Excerpt provided:
Effect size

Q: What effect size is considered sufficient for making a decision?

It depends on the cost of the change and the potential benefit. There is no universal threshold. For quick, free changes, even a small effect (d = 0.2) may justify implementation. Define a practically significant threshold before launching the study.

Q: Do you need to calculate effect size when the p-value is non-significant?

Yes. A non-significant p + a large effect size is a signal that the sample is small. A non-significant p + a small effect size is evidence of the absence of significant differences. Without effect size, you cannot distinguish these two fundamentally different cases.

Mike Taylor May 31, 2026 Reading time ≈ 10 min

You tested two wordings of a question on a sample of 2,000 people. The p-value = 0.001 — highly significant. But the difference in mean scores is just 0.1 points out of 10.

Should you change the wording? The p-value says "yes, this is not random". The effect size says "but it is negligibly small". Without effect size, statistics describe whether a difference exists. With it, you learn how much it matters.

Work instruction A:
The page on effect size says you should calculate effect size even when the p-value is non-significant. Explain why, using the reason it gives, in one to three sentences.
Work instruction B:
List every figure that the page on effect size gives in its example of testing two wordings of a question.
Work instruction C:
Extend the page on effect size, beginning after its final sentence.

Dataset records:
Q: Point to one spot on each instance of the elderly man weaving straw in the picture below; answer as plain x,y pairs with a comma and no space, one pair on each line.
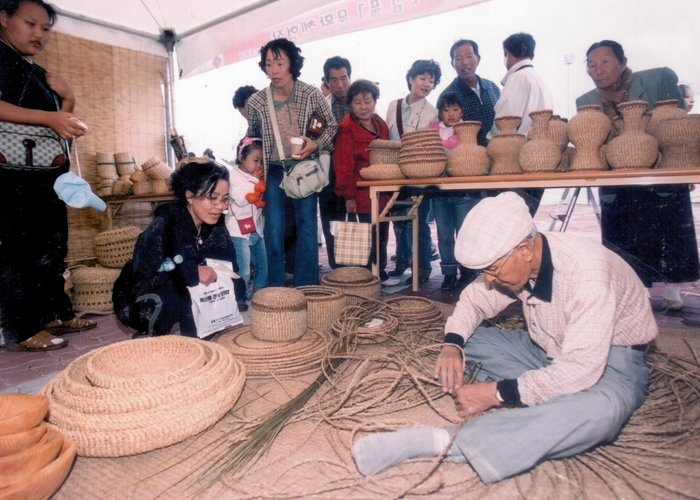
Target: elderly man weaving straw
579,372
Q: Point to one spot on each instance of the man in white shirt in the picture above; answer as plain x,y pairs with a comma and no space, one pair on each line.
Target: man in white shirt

--

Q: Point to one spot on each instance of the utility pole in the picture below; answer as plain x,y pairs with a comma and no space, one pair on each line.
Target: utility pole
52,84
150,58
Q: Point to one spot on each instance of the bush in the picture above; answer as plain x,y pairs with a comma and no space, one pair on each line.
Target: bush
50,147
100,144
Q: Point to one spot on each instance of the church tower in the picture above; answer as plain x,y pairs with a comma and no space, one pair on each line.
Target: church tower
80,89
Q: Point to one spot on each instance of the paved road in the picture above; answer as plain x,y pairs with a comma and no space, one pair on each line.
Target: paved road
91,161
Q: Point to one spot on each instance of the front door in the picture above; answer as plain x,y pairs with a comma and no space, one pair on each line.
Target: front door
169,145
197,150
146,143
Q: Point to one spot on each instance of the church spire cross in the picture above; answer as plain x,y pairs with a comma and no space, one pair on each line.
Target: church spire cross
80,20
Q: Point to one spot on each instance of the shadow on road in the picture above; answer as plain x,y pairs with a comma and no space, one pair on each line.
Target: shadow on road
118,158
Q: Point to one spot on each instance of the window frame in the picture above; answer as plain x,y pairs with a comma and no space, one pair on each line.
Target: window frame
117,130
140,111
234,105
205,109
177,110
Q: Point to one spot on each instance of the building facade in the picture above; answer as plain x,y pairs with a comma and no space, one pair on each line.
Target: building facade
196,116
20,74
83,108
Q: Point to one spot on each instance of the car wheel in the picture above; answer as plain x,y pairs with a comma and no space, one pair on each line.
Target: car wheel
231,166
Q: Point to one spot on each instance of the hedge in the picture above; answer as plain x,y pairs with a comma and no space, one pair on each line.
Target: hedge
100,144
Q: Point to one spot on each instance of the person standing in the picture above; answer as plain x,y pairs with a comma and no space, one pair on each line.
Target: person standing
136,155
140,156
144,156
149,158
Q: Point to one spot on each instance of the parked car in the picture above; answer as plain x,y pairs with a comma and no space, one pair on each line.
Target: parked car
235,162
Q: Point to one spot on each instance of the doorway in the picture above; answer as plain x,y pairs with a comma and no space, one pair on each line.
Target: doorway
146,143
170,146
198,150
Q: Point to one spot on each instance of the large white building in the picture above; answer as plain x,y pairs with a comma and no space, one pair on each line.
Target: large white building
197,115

Written reply A:
A non-significant p-value can mean two fundamentally different things. Paired with a large effect size, it signals that the sample is small. Paired with a small effect size, it is evidence that there are no significant differences, and without effect size you cannot tell these cases apart.

Written reply B:
- A sample of 2,000 people
- A p-value of 0.001
- A difference in mean scores of 0.1 points
- A scale of 10 points

Written reply C:
Definition

Effect size is a standardized measure of the magnitude of a difference or relationship between variables, independent of sample size. It shows the practical significance of a result: how strongly one group differs from another, or how pronounced the relationship between variables is. Unlike the p-value, which depends on sample size, effect size characterizes only the magnitude of the phenomenon itself. The most common measures are: Cohen's d (for the difference between means), Pearson's r (for correlations), and eta-squared (for ANOVA).

Why you need effect size if you already have p-value

The p-value and effect size answer different questions.

The p-value answers: "Could this difference have arisen by chance, assuming there is none in reality?" With a large sample, the p-value will detect any difference, however small — simply because there is enough data to register it. 10,000 people in an A/B test will show a significant difference of 0.05 points in NPS.

Effect size answers: "How large is this difference?" It does not depend on sample size — the same real difference yields the same effect size at n=50 and n=5,000. This makes it comparable across studies.

Four possible combinations:

Significant p + large effect → the difference is real and important
Significant p + small effect → the difference is real but practically insignificant
Non-significant p + large effect → the sample may be too small; worth repeating with a larger n
Non-significant p + small effect → there is most likely no difference

Only the second row is the trap you fall into without effect size. Huge samples produce significant results out of insignificant differences.

Cohen's d: effect size for comparing two means

Cohen's d is the most common effect size measure when comparing two groups. It is calculated as the difference between means divided by the pooled standard deviation:

d = (M1 - M2) / SD_pooled

The interpretation by Cohen (1988), which has become the standard:

d = 0.2 — small effect. The groups overlap by about 85%. In practice, almost imperceptible.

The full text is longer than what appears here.